# Aufgabe 1
Schreiben Sie aus dem Textauszug über den Ritt bei Abensberg die Stelle von "Ich mußte daher" bis "Schlacht zu befinden." wortgetreu ab.
* * *
Ich mußte daher meine Neugierde bezähmen und mich begnügen, das mit anzusehen, was mir möglicherweise zugänglich war. Trotzdem aber sah ich des Interessanten und Merkwürdigen[60] sehr vieles. Erst drei Jahre später im russischen Kriege, an der Seite des edlen Helden, des Prinzen Eugen, in seiner unmittelbaren Nähe kam ich öfters in die Lage, mich inmitten der Schlacht zu befinden.

Das Zusammenziehen größerer Truppenmassen in der Umgegend von Abensberg ließ auf eine Fortsetzung des Kampfes am 19. schließen. In dieser Voraussetzung sattelte ich früh Morgens bei guter Zeit mein Roß und ritt hinaus, um die Bewegungen zu beobachten. Zuerst kam ich an einen mit einigen Baumgruppen und Gesträuchen bewachsenen Hügel, auf dem eine kleine Kirche oder Kapelle stand. Hier befand sich eine Batterie, welche abgeprotzt hatte. Die Artilleristen standen um ihre Kanonen herum, die Blicke in die nebelige Ferne hinausgerichtet, voll Spannung der Dinge harrend, die da kommen sollten. Unter ihnen fand ich meinen Jugendfreund, welcher zu Vohburg sein Essen mit mir getheilt, zu unserer gegenseitigen Freude wieder. Als Kinder hatten wir oft mit einander Soldaten gespielt, jetzt sollte aus dem Spiele Ernst werden. Vielleicht ist er frühzeitig ein Opfer seines Berufes geworden; ich sah und hörte von jenem Augenblicke an nie mehr etwas von ihm. Von dieser kleinen Höhe herab konnte man recht hübsch die Entwickelung der verschiedenen Truppenkörper beobachten; als ich aber große Infanteriemassen auf der Hauptstraße sich vorwärts bewegen sah, zog es mich mit fort. Ich suchte durchzukommen, so gut es ging, und kam mit voran, bis es hieß: Halt! und die Truppen Stellung nahmen.
* * *
# Aufgabe 2
Formatieren Sie die Zeilen der folgenden Auflistung von der Zeile mit "task: provide the mask of every instance of the house" bis zur Zeile mit "M 458 278 L" einschließlich als JSON-Liste von Zeichenketten, eine pro Zeile und ohne Leerzeilen.

Extrahierte Dateneinträge:
* * *
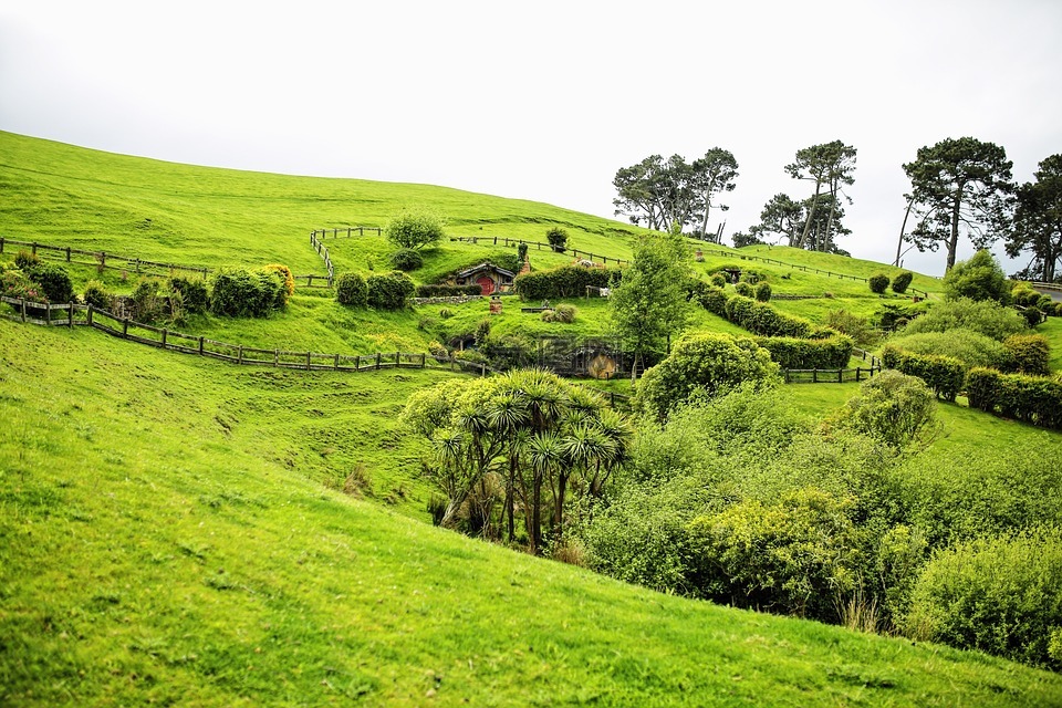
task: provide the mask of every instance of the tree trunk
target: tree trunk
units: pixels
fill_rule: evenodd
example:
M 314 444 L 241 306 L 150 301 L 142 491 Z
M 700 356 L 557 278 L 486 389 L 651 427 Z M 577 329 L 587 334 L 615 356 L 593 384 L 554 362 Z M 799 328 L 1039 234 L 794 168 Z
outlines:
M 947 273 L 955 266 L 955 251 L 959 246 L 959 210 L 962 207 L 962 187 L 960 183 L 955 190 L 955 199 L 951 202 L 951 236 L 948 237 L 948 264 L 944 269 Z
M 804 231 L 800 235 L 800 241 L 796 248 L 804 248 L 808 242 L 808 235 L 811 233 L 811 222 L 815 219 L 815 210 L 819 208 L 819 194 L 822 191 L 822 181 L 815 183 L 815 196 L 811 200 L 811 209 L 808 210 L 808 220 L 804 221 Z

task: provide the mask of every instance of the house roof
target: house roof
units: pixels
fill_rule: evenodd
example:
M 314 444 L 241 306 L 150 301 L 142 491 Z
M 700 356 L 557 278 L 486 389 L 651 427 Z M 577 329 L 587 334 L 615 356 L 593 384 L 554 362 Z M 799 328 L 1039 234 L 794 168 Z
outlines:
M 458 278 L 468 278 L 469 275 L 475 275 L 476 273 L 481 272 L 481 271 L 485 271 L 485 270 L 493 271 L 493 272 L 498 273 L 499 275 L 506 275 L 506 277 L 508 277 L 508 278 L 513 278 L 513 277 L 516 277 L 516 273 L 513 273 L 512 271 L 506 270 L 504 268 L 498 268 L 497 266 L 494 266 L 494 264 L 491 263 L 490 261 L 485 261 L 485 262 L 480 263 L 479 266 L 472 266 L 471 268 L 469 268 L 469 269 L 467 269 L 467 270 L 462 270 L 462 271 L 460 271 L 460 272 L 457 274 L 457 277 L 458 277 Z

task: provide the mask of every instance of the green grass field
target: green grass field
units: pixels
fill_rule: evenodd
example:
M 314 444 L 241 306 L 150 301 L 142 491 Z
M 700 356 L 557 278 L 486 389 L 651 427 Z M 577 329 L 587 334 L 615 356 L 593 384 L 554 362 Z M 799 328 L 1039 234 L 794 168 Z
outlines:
* * *
# Lösung 1
Ich mußte daher meine Neugierde bezähmen und mich begnügen, das mit anzusehen, was mir möglicherweise zugänglich war. Trotzdem aber sah ich des Interessanten und Merkwürdigen[60] sehr vieles. Erst drei Jahre später im russischen Kriege, an der Seite des edlen Helden, des Prinzen Eugen, in seiner unmittelbaren Nähe kam ich öfters in die Lage, mich inmitten der Schlacht zu befinden.

# Lösung 2
[
  "task: provide the mask of every instance of the house roof",
  "target: house roof",
  "units: pixels",
  "fill_rule: evenodd",
  "example:",
  "M 314 444 L 241 306 L 150 301 L 142 491 Z",
  "M 700 356 L 557 278 L 486 389 L 651 427 Z M 577 329 L 587 334 L 615 356 L 593 384 L 554 362 Z M 799 328 L 1039 234 L 794 168 Z",
  "outlines:",
  "M 458 278 L 468 278 L 469 275 L 475 275 L 476 273 L 481 272 L 481 271 L 485 271 L 485 270 L 493 271 L 493 272 L 498 273 L 499 275 L 506 275 L 506 277 L 508 277 L 508 278 L 513 278 L 513 277 L 516 277 L 516 273 L 513 273 L 512 271 L 506 270 L 504 268 L 498 268 L 497 266 L 494 266 L 494 264 L 491 263 L 490 261 L 485 261 L 485 262 L 480 263 L 479 266 L 472 266 L 471 268 L 469 268 L 469 269 L 467 269 L 467 270 L 462 270 L 462 271 L 460 271 L 460 272 L 457 274 L 457 277 L 458 277 Z"
]